* **WHAT TO WORK ON**
Repeat each entry in full, exactly.

* **TASK INPUT**
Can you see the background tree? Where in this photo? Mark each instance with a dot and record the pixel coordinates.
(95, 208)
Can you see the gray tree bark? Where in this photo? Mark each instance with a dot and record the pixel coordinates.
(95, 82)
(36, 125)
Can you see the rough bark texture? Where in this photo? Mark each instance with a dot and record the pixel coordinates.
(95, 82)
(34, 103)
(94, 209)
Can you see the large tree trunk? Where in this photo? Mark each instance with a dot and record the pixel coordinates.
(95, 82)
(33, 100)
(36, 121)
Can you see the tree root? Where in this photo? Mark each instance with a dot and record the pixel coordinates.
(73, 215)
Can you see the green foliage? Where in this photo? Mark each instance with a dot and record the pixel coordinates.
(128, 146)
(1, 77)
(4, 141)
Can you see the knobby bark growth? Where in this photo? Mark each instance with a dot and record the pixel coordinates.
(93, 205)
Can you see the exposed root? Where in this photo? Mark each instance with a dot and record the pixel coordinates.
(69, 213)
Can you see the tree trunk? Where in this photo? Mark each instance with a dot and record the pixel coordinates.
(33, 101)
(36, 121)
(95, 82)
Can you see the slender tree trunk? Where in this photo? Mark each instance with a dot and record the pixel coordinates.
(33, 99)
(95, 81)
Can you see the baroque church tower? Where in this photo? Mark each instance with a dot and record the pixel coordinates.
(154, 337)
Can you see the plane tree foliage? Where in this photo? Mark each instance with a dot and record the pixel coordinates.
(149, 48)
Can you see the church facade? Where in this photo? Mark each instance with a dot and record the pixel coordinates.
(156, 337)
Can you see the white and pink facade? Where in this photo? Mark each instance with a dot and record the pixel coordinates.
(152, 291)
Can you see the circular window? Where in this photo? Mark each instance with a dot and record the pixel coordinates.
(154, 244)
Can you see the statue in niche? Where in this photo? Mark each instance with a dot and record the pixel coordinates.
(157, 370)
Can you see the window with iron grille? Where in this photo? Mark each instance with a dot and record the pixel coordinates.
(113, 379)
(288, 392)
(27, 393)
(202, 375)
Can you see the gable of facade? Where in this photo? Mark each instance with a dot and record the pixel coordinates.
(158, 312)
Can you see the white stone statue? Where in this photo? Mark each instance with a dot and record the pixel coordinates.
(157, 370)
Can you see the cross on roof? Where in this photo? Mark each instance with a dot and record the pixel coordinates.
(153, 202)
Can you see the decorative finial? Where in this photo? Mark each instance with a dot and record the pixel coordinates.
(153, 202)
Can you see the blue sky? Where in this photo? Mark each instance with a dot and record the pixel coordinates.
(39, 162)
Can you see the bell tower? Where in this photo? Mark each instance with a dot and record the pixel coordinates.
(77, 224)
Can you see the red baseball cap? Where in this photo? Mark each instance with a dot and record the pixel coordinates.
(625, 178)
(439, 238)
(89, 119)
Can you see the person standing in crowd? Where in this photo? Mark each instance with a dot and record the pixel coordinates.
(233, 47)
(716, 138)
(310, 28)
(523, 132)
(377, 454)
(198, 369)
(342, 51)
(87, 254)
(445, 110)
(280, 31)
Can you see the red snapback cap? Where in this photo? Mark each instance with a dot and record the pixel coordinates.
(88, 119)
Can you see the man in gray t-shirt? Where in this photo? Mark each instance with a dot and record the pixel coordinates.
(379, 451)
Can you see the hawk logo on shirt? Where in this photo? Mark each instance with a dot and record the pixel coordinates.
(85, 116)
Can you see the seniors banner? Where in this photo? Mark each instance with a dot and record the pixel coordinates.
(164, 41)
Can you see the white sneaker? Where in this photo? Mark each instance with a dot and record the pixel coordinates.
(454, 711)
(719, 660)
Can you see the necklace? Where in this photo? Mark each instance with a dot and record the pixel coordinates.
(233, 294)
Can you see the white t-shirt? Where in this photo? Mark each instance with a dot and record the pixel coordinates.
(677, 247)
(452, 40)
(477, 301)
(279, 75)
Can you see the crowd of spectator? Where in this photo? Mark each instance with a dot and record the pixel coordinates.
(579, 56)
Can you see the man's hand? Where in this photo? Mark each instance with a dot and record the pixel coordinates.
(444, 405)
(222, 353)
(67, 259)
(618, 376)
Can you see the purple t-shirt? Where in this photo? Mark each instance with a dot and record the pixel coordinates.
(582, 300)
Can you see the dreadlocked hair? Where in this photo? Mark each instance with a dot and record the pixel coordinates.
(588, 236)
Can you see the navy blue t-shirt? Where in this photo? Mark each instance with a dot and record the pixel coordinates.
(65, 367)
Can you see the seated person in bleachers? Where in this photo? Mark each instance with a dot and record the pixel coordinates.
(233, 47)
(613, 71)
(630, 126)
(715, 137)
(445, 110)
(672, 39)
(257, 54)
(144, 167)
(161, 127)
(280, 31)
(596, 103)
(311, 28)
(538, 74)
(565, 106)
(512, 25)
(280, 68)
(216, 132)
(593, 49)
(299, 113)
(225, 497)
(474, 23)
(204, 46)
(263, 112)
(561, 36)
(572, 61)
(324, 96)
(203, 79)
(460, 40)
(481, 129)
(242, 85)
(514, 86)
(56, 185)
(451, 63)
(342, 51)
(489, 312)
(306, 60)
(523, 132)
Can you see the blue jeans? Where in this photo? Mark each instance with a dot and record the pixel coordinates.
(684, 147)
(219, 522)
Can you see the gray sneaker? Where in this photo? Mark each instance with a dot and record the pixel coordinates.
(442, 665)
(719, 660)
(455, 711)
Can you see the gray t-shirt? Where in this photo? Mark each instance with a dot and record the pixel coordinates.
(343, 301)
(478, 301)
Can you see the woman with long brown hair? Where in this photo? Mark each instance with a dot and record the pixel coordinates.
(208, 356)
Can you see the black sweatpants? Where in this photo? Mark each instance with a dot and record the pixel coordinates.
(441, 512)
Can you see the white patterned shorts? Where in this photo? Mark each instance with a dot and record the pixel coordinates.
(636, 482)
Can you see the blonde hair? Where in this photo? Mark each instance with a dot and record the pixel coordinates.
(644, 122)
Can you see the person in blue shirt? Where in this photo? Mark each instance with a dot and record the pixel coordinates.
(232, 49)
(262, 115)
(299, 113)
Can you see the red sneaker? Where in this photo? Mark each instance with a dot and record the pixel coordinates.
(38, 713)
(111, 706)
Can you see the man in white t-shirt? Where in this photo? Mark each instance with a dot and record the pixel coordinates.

* **RESULT OF THE EXERCISE**
Can you see the background tree? Where in this photo? Mark each instance with a dot and record the pixel coordinates.
(95, 208)
Can you see the gray tree bark? Where in this photo? Mark each instance with a dot and record the pixel coordinates.
(95, 82)
(36, 125)
Can you see the rough bark texture? Where in this photo? Mark each instance with a dot and record the pixel coordinates.
(95, 82)
(34, 103)
(94, 209)
Can you see the large tree trunk? Where in this photo? Mark each instance with a dot and record the pixel coordinates.
(95, 82)
(33, 100)
(36, 121)
Can you see the tree root? Where in this photo? Mark each instance with a dot and record the pixel coordinates.
(73, 215)
Can you see the green foliage? Where in this photo? Mark each instance with a dot and record the pixel coordinates.
(128, 146)
(1, 77)
(4, 141)
Can you see the knobby bark growth? Where in this photo? Mark each instance with a dot and record the pixel coordinates.
(93, 205)
Can you see the exposed root? Where in this photo? Mark each instance with a dot and record the pixel coordinates.
(69, 213)
Can you see the tree trunk? Where in this photo? Mark each instance with a dot and record the pixel coordinates.
(33, 101)
(36, 121)
(95, 82)
Can you see the slender tree trunk? Where in this photo? Mark each instance with a dot and record the pixel coordinates.
(33, 99)
(95, 81)
Can you see the baroque church tower? Where in this photo? Mark each instance with a dot and record the pixel coordinates.
(154, 337)
Can you see the plane tree foliage? Where in this photo? Mark each instance with a dot and record the pixel coordinates.
(149, 48)
Can you see the church facade? Where in this photo? Mark each instance with a dot and record the pixel coordinates.
(156, 337)
Can you see the white and pink facade? Where in this photo? Mark each instance with a dot and record the pixel coordinates.
(152, 291)
Can you see the circular window? Where in this photo? Mark each instance with a dot and record the pixel coordinates.
(154, 244)
Can you see the statue in niche? Where in this photo? Mark each instance with a dot and record the pixel coordinates.
(157, 370)
Can you see the window with iron grille? Where in this photo? Mark each instance with a dot and record the pixel coordinates.
(113, 379)
(288, 392)
(27, 393)
(202, 375)
Can you see the gable of facade? Where in this photo? Mark each instance with a dot and record the pixel coordinates.
(158, 312)
Can you see the white stone statue? Where in this photo? Mark each instance with a dot and record the pixel coordinates.
(157, 370)
Can you see the cross on roof? Where in this photo? Mark each instance with a dot and record the pixel coordinates.
(153, 202)
Can you see the decorative finial? Where in this photo? Mark each instance with a dot and record the pixel coordinates.
(153, 202)
Can you see the blue sky? Where in this photo? Mark each instance with a dot and record the pixel coordinates.
(39, 162)
Can you see the bell tower? Where in this photo? Mark each instance with a dot and record the pixel coordinates.
(77, 224)
Can you see the red baseball cap? Where in this photo? Mark each instance with a dot and record the pixel coordinates.
(625, 178)
(439, 238)
(89, 119)
Can you see the person standing in crowd? Where in this photo? Mark each instance with a dot and record the pixel coordinates.
(233, 47)
(716, 138)
(310, 28)
(523, 132)
(377, 454)
(198, 369)
(342, 51)
(87, 254)
(445, 110)
(280, 31)
Can you see the red snapback cap? Where in this photo? Mark each instance with a dot and record the pixel coordinates.
(88, 119)
Can you see the man in gray t-shirt? Where in this photo? Mark each instance with a dot and record the pixel coordinates.
(379, 451)
Can you see the hawk logo on shirt? Where in this photo? Mark each instance with a dot and record the pixel coordinates.
(85, 116)
Can you see the seniors banner? Where in this photo? Mark each instance with a dot and record the pixel coordinates.
(164, 41)
Can you see the white sneaker? Where in this photo? Mark each instance with a dot and record the pixel coordinates.
(454, 711)
(719, 660)
Can you see the necklace? Where in this photo? Mark each instance with a dot and record the pixel coordinates.
(233, 294)
Can you see the white t-shirt? Where in this photo? Mark each instance with a dot and record the pixel coordinates.
(677, 247)
(452, 40)
(477, 301)
(279, 75)
Can you see the crowd of spectator? Where in this photo? Mark each instance with a dot and record the pixel coordinates.
(579, 56)
Can you see the man's hand? Where in this photo? Mark each instance with a dot and record the pixel coordinates.
(444, 405)
(222, 353)
(67, 259)
(618, 376)
Can you see the purple t-shirt? Where in this photo? Mark each instance with a dot and record the pixel coordinates.
(582, 300)
Can you see the dreadlocked hair? Where in this photo? Mark each instance with a dot and record the pixel coordinates.
(588, 236)
Can you see the navy blue t-shirt? Where in this photo? Mark each instance with a dot and record the pixel coordinates.
(65, 367)
Can you see the seated person in bleachers? Where in this photo? Mark each instance with a dot and record the pixel coordinates.
(233, 47)
(613, 71)
(630, 126)
(715, 137)
(445, 110)
(672, 39)
(257, 54)
(144, 167)
(161, 127)
(280, 31)
(596, 103)
(311, 28)
(538, 74)
(565, 106)
(512, 25)
(280, 68)
(216, 132)
(593, 49)
(299, 113)
(225, 497)
(474, 23)
(204, 46)
(263, 112)
(561, 36)
(572, 61)
(324, 96)
(203, 79)
(460, 40)
(481, 129)
(242, 85)
(514, 86)
(56, 185)
(451, 63)
(342, 51)
(489, 312)
(306, 60)
(523, 132)
Can you see the blue jeans? Where in this photo? Mark each instance with a dot and record the pixel coordinates.
(684, 147)
(219, 522)
Can you see the gray sneaker? Where in this photo? Mark each instance with a dot and record the pixel coordinates.
(442, 665)
(719, 660)
(455, 711)
Can you see the gray t-shirt? Where in this photo? Mark each instance with a dot and record the pixel coordinates.
(343, 301)
(478, 301)
Can you see the woman with long brown hair? Where in this photo? Mark each instance with a dot and record the pixel coordinates.
(208, 356)
Can you see the black sweatpants? Where in this photo? Mark each instance with a dot and record the pixel coordinates.
(441, 512)
Can you see the white patterned shorts? Where in this photo? Mark each instance with a dot and record the pixel coordinates.
(636, 482)
Can you see the blonde hair? Where in this photo? Mark each instance with a dot and record the pixel coordinates.
(644, 122)
Can you see the person in blue shirt? Where in this photo? Mark each instance with a dot and record the pixel coordinates.
(232, 49)
(262, 115)
(299, 113)
Can you see the red sneaker? Where in this photo? Mark each instance with a dot and record the pixel coordinates.
(38, 713)
(111, 706)
Can you see the man in white t-shirt? Where in this photo? Mark each instance with a dot and record the pixel coordinates.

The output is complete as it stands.